(Records from a data collection)

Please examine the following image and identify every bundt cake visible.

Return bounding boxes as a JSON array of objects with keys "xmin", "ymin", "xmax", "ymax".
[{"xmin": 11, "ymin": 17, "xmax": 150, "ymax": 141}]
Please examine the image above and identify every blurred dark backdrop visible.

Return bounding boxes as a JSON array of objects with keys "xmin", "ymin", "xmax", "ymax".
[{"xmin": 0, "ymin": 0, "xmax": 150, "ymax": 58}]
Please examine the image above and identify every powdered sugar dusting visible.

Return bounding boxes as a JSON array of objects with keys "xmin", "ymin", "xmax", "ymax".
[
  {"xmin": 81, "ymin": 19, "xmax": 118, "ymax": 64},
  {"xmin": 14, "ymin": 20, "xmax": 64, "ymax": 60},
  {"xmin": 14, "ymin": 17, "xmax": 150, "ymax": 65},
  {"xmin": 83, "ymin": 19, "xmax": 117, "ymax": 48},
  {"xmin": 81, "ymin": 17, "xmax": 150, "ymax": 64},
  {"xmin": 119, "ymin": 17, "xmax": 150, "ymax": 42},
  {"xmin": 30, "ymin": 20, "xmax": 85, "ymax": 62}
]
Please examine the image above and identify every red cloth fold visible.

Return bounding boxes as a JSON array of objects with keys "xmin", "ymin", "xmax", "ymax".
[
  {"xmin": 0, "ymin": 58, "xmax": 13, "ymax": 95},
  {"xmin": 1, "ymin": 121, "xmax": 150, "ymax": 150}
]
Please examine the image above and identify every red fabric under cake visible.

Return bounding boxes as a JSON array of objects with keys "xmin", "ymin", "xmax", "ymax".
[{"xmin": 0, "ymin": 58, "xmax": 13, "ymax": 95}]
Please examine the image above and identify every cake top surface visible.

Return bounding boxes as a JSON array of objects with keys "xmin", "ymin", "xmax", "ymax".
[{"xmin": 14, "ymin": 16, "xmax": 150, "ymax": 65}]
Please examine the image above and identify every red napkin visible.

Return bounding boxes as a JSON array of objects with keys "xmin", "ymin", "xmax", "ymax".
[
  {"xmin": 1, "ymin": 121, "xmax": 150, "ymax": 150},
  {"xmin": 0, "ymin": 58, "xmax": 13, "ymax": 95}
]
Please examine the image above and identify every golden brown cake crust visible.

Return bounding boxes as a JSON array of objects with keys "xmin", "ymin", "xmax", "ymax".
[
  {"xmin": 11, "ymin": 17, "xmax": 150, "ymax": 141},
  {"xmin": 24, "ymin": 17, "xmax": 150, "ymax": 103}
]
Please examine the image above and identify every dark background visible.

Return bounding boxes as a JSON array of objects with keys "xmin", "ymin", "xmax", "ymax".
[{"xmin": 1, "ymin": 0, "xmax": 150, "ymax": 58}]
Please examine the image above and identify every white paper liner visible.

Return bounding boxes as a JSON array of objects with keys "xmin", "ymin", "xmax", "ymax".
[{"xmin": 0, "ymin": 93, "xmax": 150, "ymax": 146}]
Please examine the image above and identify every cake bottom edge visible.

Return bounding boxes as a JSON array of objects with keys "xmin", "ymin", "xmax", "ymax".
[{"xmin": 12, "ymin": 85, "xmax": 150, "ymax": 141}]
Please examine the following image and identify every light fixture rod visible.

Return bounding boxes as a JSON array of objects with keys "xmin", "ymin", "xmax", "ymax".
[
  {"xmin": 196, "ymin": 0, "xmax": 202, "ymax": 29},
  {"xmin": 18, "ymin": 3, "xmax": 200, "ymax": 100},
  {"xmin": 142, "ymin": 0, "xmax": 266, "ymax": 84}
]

§ The task:
Up to and including the line with "Please examine the image above and identify every powdered", output every line of the records above exactly, starting from the first; output nothing else.

§ Answer to this task:
Please examine the following image and identify every bundt cake visible.

Return bounding boxes as a JSON array of objects with keys "xmin", "ymin", "xmax", "ymax".
[{"xmin": 11, "ymin": 17, "xmax": 150, "ymax": 141}]
Please examine the image above and identify every blurred dark backdrop visible.

Return bounding boxes as a JSON array of objects with keys "xmin", "ymin", "xmax", "ymax".
[{"xmin": 0, "ymin": 0, "xmax": 150, "ymax": 58}]
Please examine the image above and identify every powdered sugar dusting visible.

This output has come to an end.